## Begin EXERCISE MATERIALS
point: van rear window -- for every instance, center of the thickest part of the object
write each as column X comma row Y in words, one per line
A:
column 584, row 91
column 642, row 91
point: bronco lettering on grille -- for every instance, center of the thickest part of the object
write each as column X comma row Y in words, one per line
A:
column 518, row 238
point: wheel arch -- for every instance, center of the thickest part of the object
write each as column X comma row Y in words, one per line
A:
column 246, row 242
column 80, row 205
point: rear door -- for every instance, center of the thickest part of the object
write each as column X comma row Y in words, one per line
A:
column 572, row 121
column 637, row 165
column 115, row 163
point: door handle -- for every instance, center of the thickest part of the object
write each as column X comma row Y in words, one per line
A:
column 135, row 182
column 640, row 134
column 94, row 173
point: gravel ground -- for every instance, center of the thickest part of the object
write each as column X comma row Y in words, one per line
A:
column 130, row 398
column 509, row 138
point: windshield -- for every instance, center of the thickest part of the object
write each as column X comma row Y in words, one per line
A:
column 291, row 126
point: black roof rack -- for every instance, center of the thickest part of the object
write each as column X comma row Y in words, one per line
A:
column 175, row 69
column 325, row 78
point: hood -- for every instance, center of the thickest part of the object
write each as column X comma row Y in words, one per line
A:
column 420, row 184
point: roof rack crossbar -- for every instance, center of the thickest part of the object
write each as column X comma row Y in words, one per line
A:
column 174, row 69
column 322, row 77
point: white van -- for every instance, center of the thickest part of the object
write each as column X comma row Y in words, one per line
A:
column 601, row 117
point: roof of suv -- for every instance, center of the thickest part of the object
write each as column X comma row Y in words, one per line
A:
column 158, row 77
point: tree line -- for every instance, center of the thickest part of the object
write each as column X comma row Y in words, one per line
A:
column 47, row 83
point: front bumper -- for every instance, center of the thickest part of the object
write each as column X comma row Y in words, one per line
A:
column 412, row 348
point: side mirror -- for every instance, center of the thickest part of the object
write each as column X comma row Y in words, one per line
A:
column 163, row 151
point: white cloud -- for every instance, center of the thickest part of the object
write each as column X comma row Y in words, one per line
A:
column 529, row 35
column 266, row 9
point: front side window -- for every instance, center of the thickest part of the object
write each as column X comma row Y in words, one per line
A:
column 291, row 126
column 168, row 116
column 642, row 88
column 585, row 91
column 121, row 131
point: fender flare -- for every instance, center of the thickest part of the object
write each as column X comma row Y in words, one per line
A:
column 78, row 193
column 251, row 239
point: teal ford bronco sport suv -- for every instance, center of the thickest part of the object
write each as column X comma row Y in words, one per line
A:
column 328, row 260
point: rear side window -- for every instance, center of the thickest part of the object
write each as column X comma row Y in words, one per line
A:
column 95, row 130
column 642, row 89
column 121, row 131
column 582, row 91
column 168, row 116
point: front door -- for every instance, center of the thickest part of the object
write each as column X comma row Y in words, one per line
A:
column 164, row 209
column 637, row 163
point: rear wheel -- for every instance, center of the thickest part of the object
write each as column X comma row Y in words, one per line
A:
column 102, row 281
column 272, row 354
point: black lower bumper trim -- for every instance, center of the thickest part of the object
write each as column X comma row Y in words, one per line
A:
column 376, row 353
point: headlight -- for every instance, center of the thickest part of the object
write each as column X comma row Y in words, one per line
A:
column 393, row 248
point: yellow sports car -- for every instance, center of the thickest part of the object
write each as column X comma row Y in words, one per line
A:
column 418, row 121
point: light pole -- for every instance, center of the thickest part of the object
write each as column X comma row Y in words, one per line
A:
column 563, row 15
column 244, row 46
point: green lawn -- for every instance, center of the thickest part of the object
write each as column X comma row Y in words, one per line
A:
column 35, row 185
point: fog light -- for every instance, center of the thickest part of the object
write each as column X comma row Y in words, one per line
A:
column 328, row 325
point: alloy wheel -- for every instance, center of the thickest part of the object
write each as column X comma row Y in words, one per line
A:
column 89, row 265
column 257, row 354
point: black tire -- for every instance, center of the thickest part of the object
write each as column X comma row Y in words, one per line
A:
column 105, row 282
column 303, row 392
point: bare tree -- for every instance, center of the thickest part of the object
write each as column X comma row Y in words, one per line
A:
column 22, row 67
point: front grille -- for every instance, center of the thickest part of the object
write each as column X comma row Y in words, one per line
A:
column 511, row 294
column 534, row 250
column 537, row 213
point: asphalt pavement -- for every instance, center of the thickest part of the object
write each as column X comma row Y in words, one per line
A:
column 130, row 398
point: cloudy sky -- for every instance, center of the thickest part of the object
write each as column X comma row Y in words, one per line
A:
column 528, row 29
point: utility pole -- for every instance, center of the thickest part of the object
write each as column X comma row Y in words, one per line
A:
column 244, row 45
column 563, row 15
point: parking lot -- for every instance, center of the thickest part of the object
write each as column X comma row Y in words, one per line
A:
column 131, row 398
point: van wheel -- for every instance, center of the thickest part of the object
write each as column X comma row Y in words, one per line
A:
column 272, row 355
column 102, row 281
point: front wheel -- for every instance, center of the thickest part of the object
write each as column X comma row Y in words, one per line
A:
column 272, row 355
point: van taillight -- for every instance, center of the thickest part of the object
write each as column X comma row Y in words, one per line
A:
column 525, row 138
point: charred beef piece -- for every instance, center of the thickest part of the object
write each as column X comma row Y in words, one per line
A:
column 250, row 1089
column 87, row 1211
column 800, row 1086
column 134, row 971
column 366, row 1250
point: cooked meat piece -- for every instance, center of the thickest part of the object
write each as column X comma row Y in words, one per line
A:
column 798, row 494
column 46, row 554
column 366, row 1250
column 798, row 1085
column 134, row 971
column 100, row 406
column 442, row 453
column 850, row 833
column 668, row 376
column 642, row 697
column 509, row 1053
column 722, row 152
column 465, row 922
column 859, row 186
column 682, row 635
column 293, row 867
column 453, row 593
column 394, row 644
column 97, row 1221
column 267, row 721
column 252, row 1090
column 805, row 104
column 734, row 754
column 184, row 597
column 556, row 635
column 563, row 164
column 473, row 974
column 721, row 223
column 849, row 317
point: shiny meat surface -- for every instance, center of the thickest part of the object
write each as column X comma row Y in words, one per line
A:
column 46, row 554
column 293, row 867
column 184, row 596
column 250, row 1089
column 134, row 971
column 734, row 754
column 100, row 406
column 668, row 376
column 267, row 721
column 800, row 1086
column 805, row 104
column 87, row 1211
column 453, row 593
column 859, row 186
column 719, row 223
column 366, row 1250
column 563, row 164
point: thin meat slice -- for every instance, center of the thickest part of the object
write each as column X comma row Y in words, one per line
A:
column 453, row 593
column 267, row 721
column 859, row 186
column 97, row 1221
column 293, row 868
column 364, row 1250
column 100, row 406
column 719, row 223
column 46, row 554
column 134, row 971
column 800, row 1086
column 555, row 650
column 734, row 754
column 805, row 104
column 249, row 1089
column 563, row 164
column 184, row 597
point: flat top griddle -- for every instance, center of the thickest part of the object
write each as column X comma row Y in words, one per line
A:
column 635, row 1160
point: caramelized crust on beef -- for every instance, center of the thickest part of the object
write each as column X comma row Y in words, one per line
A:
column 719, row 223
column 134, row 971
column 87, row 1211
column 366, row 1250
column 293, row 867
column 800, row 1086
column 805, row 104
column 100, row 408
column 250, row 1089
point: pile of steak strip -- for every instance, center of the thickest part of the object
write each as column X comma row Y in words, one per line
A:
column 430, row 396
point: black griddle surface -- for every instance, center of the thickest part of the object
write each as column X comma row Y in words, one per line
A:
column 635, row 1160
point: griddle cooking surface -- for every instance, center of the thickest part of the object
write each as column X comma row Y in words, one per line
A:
## End EXERCISE MATERIALS
• AIM OF THE TASK
Please put the lines of the records from the one containing "point: pile of" through the end of the records into a JSON list of strings, one string per line, leaving out blank lines.

• SOLVED EXERCISE
[
  "point: pile of steak strip -- for every instance, center of the thickest part of the object",
  "write each as column X comma row Y in words, one per line",
  "A:",
  "column 430, row 396",
  "point: black griddle surface -- for every instance, center of the thickest part of the object",
  "write each as column X comma row Y in words, one per line",
  "A:",
  "column 635, row 1160",
  "point: griddle cooking surface -- for every instance, center of the thickest part of the object",
  "write each as column X comma row Y in words, one per line",
  "A:"
]